Birincisi: 272 sandalyeli Ulusal Meclis'in 222'sine yönelik oyların sayılması ardından dün açıklanan Pakistan seçimlerinin ilk sonuçlarına göre, Benâzir Butto'nun Pakistan Halk Partisi 73 sandalye kazanırken Navâz Şerîf'in Pakistan Müslüman Birliği (PML-N) Partisi 63 sandalye kazandı. Müşerref'i destekleyen iktidardaki Pakistan Müslüman Birliği (PML-Q) Partisi ise yalnızca 29 sandalye kazanabildi... Bu tablo kesin sonuçları aşağı-yukarı netleştirmektedir... Bu da Müşerref'e verilen desteğin ne kadar gerilediğinin açıklığa kavuşması için yeterlidir. O halde bu, Butto'nun partisi yoluyla İngiliz nüfûzunun Pakistan'a geri dönüşüne karşılık Pakistan'daki Amerikan nüfûzunun hüsran derecesinde gerilediği anlamına gelir mi?

• **Kısa görev A**
Listede "each" sözcüğünü içeren bütün satırları çıkarın. Büyük ve küçük harf ayrımını dikkate alın.

• **Verilen liste**
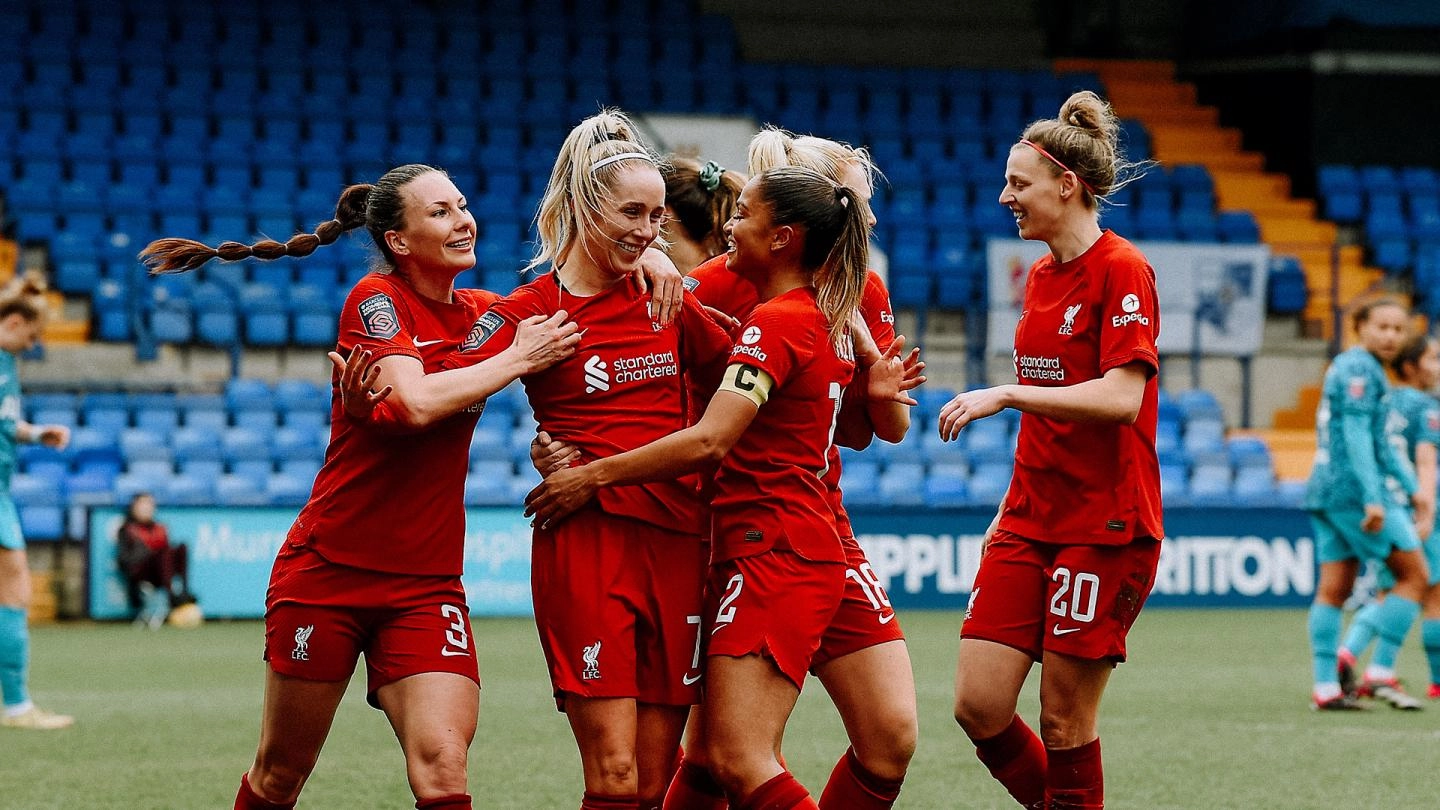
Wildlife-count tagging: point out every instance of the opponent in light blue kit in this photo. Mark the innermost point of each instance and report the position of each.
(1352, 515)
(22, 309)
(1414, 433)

==

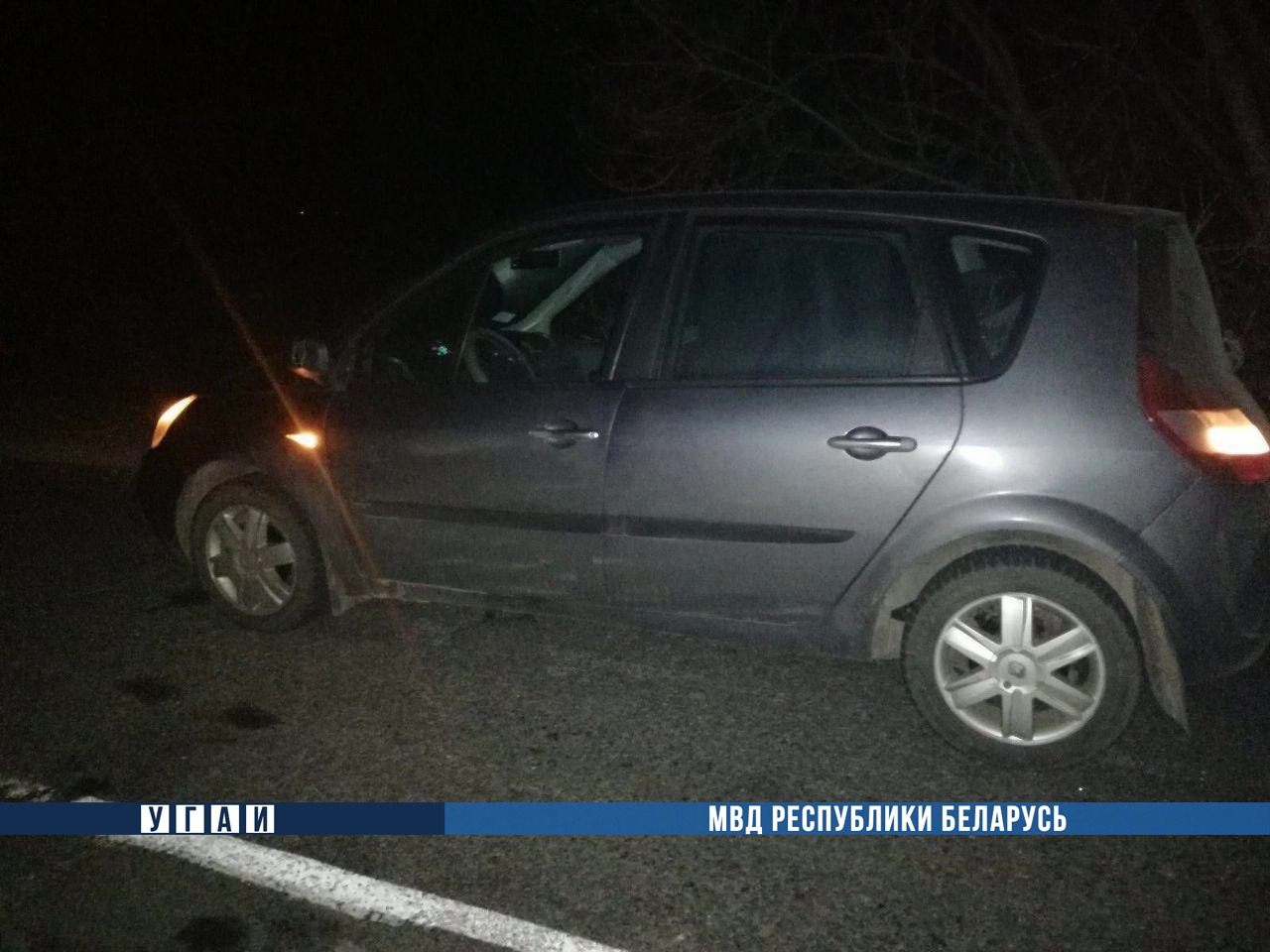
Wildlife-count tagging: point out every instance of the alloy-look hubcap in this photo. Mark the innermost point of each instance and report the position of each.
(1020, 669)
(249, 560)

• **Kısa görev B**
Makaleye göre aşağıdaki soruları kısaca yanıtlayın:
(i) Ulusal Meclis'in kaç sandalyesi için oylar sayıldıktan sonra ilk sonuçlar açıklandı?
(ii) Benâzir Butto'nun partisi kaç sandalye kazandı?
(iii) Müşerref'i destekleyen iktidardaki parti kaç sandalye kazanabildi?

• **Tam yanıt A**
Wildlife-count tagging: point out every instance of the opponent in light blue kit in this photo. Mark the innermost point of each instance and report the position of each.
Wildlife-count tagging: point out every instance of the alloy-look hubcap in this photo. Mark the innermost point of each instance and report the position of each.

• **Tam yanıt B**
(i) 272 sandalyenin 222'si.
(ii) 73 sandalye.
(iii) 29 sandalye.